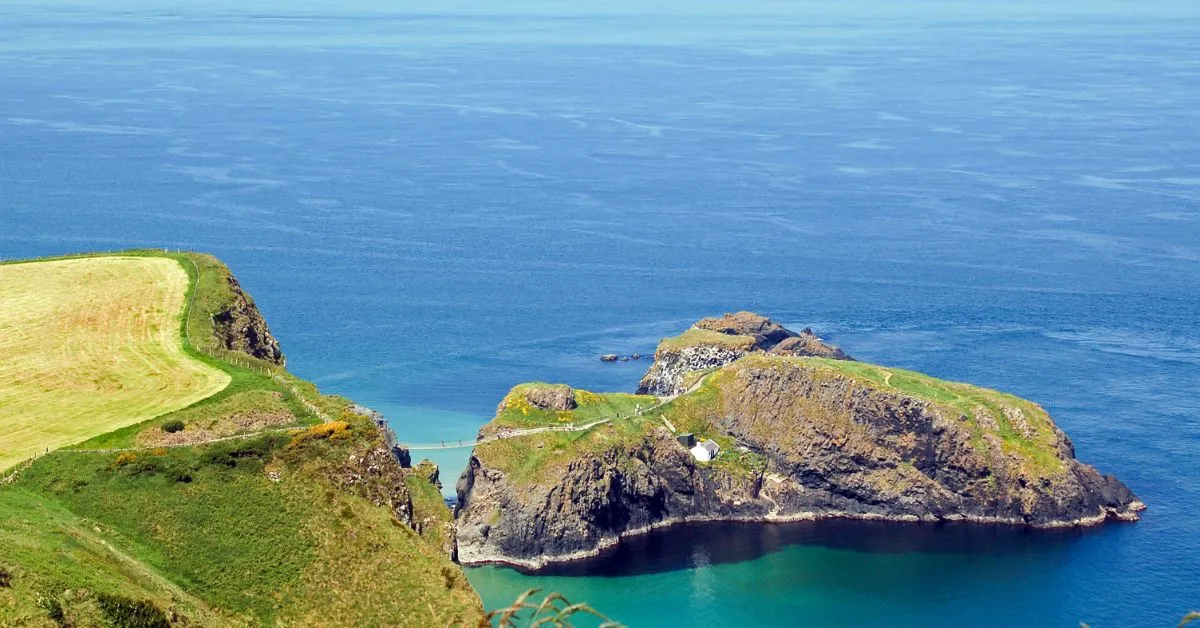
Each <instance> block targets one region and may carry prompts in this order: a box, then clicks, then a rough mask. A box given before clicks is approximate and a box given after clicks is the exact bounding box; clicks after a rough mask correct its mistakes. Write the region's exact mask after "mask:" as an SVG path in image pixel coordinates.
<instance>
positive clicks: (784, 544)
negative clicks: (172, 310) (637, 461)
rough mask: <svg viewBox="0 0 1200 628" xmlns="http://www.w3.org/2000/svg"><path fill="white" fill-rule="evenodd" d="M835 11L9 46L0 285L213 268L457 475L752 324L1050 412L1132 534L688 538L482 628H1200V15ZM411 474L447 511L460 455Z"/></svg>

------------------------------------------------------------------------

§ EXERCISE PROMPT: Retype the material above word for word, leaving out the picture.

§ TASK RESULT:
Each <instance> block targets one region and may carry prompts in this order: a box, then clicks, then a rough mask. A box given before clicks is approximate and a box given after clicks is the exact bounding box; clicks after a rough mask correct its mistakes. Write the region's exact mask after "mask:" as an SVG path in image pixel coordinates.
<instance>
positive clicks: (784, 544)
negative clicks: (172, 310) (637, 461)
rough mask: <svg viewBox="0 0 1200 628" xmlns="http://www.w3.org/2000/svg"><path fill="white" fill-rule="evenodd" d="M835 11L9 46L0 285L213 268L457 475L752 324L1050 412L1132 534L688 538L482 628H1200V15ZM411 474L447 511L460 455Z"/></svg>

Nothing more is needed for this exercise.